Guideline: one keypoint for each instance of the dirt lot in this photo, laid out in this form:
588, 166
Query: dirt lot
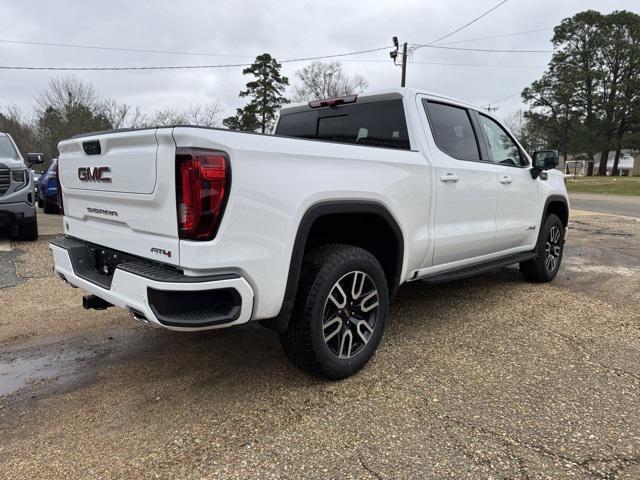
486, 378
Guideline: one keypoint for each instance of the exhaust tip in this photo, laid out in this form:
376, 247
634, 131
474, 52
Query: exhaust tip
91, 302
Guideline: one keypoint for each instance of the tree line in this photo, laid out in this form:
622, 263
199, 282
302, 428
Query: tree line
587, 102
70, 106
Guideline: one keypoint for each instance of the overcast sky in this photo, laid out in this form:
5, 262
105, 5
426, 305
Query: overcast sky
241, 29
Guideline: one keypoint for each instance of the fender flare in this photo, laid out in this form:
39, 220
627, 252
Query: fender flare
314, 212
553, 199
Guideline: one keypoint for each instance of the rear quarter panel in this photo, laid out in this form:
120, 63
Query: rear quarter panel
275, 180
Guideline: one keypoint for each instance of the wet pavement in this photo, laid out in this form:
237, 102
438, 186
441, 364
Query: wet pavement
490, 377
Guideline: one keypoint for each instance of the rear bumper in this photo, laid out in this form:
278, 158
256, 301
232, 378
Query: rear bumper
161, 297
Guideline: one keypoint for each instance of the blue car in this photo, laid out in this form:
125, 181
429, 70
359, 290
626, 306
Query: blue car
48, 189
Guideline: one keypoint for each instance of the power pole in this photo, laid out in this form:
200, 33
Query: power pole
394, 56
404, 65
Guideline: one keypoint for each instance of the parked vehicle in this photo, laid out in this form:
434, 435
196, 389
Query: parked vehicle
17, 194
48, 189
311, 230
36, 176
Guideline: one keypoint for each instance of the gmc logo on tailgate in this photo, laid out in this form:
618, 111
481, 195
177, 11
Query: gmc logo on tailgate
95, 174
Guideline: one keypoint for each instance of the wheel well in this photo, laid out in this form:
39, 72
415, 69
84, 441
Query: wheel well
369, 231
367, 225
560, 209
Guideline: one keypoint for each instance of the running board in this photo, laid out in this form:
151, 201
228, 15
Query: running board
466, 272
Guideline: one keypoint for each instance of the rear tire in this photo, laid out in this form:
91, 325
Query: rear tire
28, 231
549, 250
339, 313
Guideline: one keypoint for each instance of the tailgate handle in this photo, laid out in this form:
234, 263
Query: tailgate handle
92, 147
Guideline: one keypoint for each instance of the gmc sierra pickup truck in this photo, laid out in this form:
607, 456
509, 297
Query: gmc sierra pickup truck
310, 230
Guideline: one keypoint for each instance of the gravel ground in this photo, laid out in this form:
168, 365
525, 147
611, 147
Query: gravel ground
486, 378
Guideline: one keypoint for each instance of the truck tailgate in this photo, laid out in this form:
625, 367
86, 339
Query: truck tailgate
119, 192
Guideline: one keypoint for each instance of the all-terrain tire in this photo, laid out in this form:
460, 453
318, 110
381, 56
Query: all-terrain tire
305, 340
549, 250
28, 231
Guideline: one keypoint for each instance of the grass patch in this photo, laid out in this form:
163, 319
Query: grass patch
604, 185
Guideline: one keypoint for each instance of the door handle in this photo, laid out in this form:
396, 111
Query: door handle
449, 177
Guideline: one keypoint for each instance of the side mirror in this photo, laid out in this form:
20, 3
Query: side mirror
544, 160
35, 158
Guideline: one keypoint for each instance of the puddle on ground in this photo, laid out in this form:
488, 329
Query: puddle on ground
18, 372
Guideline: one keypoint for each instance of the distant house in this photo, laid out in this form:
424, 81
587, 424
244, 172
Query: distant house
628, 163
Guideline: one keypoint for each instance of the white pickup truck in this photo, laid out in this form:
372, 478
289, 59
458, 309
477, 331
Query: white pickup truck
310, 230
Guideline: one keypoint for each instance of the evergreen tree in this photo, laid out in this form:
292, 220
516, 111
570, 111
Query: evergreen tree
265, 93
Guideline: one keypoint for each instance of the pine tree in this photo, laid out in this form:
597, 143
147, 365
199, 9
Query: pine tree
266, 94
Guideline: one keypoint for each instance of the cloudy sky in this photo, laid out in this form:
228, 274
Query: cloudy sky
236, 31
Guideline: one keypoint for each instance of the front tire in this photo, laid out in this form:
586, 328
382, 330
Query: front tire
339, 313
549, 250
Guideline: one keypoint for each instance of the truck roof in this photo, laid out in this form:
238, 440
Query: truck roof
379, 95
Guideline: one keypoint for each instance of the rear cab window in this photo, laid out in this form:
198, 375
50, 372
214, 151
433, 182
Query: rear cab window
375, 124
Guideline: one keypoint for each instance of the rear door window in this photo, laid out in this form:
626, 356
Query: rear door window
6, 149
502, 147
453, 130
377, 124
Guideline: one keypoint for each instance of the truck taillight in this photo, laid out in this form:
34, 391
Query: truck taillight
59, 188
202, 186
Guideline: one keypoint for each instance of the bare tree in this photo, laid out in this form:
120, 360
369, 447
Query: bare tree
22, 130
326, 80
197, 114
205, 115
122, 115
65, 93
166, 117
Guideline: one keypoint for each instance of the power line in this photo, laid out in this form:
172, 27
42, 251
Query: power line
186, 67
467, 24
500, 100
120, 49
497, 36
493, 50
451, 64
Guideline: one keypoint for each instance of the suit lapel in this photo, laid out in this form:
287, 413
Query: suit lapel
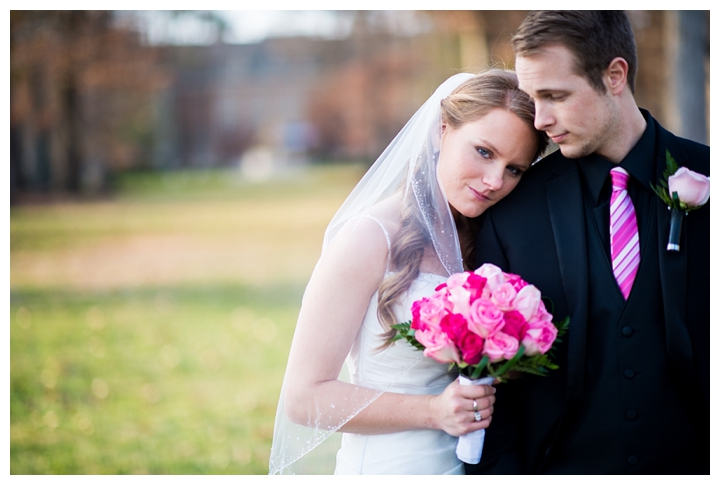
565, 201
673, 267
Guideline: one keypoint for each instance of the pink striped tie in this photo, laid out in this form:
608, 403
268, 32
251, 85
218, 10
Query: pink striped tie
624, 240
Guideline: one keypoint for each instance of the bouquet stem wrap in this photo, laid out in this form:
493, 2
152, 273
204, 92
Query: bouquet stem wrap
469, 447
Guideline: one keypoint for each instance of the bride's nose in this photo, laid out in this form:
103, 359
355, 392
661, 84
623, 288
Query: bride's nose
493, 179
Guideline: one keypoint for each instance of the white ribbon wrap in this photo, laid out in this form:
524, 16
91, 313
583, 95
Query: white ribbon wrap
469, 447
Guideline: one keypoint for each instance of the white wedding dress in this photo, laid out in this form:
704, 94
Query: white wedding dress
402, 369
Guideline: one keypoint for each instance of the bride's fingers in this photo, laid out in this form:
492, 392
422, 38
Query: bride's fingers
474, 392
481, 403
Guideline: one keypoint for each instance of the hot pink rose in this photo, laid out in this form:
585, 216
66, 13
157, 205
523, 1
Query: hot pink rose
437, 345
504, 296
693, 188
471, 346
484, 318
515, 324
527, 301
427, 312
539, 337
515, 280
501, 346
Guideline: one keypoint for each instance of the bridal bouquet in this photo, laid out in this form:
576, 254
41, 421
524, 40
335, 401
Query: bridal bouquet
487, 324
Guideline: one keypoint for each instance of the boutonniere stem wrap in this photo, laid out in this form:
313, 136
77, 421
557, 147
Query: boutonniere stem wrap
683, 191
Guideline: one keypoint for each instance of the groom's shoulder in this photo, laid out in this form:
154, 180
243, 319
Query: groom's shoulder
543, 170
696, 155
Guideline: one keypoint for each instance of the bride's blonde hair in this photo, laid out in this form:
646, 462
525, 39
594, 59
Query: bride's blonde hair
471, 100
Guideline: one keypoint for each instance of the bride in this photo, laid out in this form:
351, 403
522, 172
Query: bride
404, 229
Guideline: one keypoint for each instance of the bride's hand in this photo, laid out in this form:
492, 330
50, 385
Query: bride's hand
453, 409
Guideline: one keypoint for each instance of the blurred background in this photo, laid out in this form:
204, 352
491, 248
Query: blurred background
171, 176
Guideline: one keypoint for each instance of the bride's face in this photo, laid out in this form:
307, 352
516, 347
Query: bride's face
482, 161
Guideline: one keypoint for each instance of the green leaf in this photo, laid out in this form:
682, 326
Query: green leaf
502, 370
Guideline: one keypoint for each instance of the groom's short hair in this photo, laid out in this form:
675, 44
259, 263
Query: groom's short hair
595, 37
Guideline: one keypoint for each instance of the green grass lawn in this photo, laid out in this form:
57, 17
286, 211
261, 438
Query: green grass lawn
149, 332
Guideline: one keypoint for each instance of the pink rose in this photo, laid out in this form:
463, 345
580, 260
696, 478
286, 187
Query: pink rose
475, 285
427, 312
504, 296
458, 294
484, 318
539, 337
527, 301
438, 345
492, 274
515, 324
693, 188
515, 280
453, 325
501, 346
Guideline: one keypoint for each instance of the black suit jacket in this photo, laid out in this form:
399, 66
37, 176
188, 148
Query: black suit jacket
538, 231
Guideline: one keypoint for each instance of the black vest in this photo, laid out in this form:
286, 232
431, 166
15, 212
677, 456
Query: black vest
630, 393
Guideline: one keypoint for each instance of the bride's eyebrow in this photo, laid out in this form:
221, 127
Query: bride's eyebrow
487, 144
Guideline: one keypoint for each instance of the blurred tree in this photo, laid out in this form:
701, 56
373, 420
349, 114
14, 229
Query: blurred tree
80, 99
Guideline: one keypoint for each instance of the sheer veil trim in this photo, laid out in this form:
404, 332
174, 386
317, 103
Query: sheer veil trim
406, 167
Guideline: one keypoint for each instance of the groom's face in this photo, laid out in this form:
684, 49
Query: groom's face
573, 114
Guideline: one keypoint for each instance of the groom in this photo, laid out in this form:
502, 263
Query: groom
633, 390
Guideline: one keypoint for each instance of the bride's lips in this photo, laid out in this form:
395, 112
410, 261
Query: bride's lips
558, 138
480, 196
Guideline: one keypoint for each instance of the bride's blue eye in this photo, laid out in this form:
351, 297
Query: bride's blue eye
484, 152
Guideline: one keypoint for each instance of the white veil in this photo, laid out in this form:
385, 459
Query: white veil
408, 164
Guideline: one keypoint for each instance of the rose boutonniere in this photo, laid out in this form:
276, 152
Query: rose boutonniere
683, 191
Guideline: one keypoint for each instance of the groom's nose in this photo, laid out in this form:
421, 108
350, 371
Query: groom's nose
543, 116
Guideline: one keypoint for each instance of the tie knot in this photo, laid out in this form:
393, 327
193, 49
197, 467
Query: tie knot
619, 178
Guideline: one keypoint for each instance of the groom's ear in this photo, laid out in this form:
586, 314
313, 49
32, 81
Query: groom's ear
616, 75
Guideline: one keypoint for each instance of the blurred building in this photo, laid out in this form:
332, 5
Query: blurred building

* * *

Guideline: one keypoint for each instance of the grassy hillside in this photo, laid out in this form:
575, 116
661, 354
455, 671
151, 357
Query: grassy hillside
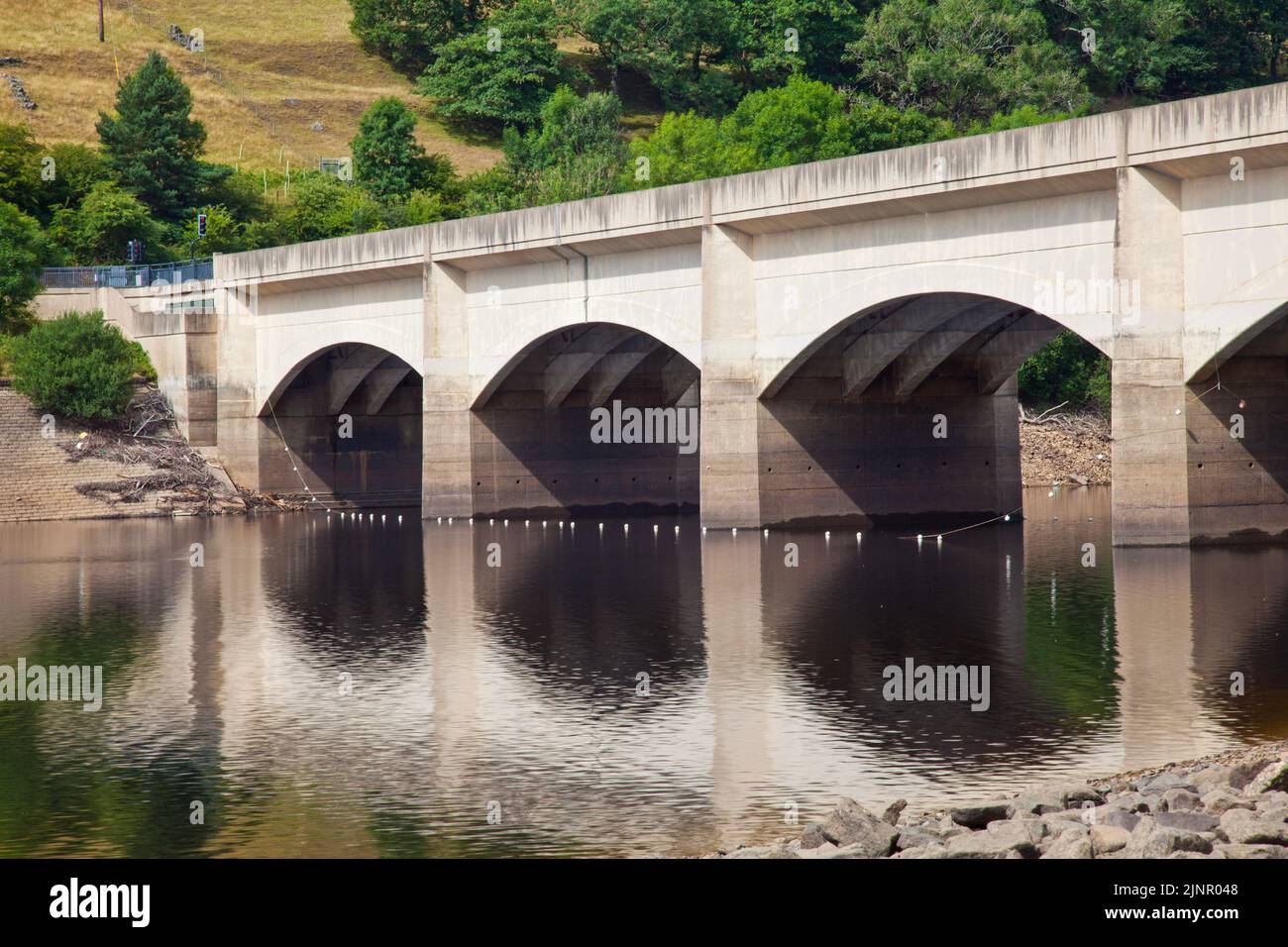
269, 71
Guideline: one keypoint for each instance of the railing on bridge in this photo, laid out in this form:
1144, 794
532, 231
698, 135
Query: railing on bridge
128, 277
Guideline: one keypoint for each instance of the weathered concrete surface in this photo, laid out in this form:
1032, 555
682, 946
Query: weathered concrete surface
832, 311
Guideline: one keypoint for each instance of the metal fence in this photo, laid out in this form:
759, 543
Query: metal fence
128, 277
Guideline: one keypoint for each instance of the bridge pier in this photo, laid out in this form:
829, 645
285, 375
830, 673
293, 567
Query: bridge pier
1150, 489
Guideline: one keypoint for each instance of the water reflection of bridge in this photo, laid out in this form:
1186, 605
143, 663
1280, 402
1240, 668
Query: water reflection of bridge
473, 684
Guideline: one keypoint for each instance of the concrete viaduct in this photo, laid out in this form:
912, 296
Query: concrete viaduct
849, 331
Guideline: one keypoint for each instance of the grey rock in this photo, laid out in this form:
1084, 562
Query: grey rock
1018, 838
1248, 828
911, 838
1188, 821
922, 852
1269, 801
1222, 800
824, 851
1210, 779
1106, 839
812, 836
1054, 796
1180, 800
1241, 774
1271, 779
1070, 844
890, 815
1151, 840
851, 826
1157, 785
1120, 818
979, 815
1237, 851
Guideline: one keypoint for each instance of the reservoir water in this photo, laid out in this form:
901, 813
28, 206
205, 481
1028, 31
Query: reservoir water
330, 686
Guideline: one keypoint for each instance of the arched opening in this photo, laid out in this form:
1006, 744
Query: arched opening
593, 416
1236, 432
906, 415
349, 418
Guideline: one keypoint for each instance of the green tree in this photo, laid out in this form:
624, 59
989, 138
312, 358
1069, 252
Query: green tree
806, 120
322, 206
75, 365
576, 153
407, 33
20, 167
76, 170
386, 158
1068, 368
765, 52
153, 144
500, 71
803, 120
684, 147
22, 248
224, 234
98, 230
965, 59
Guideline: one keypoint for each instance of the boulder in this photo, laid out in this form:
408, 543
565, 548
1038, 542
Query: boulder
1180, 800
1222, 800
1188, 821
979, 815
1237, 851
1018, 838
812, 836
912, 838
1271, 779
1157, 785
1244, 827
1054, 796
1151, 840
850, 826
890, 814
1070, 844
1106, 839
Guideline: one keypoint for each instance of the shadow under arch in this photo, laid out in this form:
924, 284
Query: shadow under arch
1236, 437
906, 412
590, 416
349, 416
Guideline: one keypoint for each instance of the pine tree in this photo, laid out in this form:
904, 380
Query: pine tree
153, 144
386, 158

Exercise goal: Repeat the material word for word, starting with the line that contains "Guideline: one keypoint for each instance of the rose" and going on through the line that contains "Query: blurred building".

Exercise solution:
Guideline: one keypoint for each instance of the rose boutonniere in this photo, laid out in this form:
276, 152
Query: rose boutonniere
683, 191
Guideline: one keypoint for each instance of the groom's nose in this photo, laid out in this form:
421, 108
350, 371
Query: groom's nose
543, 116
Guideline: one keypoint for each instance of the tie knot in this photo, laid out in this form:
393, 327
193, 49
197, 467
Query: tie knot
619, 178
Guideline: one keypoint for each instance of the groom's ear in this photo, laid out in this form:
586, 314
313, 49
32, 81
Query: groom's ear
616, 75
Guideline: one keypoint for each instance of the blurred building in this photo, laid out in this form:
332, 5
Query: blurred building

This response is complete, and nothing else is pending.